## Job
Arrange every line below from the one containing "[point] every instance of the engine" down to the end of the records as a Markdown table with the columns "Row" and "Line", leaving out blank lines.

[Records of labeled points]

[Begin]

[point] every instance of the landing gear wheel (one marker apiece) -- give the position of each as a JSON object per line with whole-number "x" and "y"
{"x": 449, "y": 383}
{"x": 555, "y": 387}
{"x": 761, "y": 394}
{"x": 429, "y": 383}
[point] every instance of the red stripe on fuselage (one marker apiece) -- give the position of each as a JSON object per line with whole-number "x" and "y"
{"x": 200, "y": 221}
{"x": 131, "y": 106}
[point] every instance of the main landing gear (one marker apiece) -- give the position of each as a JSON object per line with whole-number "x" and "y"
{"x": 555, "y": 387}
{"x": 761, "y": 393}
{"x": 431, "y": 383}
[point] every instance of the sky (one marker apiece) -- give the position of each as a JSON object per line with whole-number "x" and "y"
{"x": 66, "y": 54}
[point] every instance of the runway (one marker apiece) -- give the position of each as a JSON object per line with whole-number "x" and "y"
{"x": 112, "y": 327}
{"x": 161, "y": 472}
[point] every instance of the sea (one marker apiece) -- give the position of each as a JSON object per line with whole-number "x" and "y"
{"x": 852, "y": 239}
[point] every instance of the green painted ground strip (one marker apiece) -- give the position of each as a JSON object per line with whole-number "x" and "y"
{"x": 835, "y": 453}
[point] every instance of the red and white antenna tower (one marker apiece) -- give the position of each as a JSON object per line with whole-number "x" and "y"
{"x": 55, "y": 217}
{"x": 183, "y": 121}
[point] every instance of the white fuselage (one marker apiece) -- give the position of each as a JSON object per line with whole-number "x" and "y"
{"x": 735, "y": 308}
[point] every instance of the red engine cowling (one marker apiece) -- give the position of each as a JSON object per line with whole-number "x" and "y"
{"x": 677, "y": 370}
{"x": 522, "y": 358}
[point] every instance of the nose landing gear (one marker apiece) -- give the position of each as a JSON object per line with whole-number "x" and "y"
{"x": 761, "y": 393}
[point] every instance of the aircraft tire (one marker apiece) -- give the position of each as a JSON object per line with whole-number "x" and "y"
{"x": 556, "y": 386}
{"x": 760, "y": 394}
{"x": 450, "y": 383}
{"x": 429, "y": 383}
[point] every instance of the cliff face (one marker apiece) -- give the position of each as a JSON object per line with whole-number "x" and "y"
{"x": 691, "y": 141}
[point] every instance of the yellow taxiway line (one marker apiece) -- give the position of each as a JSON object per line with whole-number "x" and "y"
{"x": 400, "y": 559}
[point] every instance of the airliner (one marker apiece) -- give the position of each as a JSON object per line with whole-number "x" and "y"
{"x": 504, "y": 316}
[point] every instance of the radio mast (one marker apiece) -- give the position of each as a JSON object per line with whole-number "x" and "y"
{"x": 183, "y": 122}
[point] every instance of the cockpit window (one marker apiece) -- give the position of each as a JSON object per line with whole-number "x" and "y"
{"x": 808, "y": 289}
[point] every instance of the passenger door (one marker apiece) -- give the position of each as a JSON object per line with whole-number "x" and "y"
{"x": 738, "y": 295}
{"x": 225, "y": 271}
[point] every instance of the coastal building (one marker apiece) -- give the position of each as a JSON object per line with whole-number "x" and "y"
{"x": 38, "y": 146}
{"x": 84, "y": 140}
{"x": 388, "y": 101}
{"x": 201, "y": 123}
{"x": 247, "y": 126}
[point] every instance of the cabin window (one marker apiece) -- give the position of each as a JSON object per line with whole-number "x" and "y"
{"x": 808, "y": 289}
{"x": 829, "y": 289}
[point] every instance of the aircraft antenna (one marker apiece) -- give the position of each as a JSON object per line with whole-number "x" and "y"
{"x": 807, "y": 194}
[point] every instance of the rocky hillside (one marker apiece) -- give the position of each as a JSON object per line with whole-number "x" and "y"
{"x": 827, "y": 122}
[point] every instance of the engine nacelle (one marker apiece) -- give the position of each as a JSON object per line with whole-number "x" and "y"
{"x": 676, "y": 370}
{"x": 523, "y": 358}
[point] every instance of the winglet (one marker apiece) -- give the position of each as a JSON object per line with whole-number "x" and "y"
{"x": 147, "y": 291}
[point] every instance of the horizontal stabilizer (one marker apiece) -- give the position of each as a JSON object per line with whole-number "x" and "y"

[End]

## Task answer
| Row | Line |
|---|---|
| 1 | [point] every instance of the engine nacelle (one marker apiece) -- give the position of each as a JSON object per line with whole-number "x" and "y" |
| 2 | {"x": 676, "y": 370} |
| 3 | {"x": 523, "y": 358} |
| 4 | [point] every instance of the winglet (one marker apiece) -- give the position of each as a JSON object per line with whole-number "x" and "y" |
| 5 | {"x": 147, "y": 291} |
| 6 | [point] every instance of the horizontal stabilizer (one marker apiece) -- give the position of each as a JSON object per line with whole-number "x" and "y" |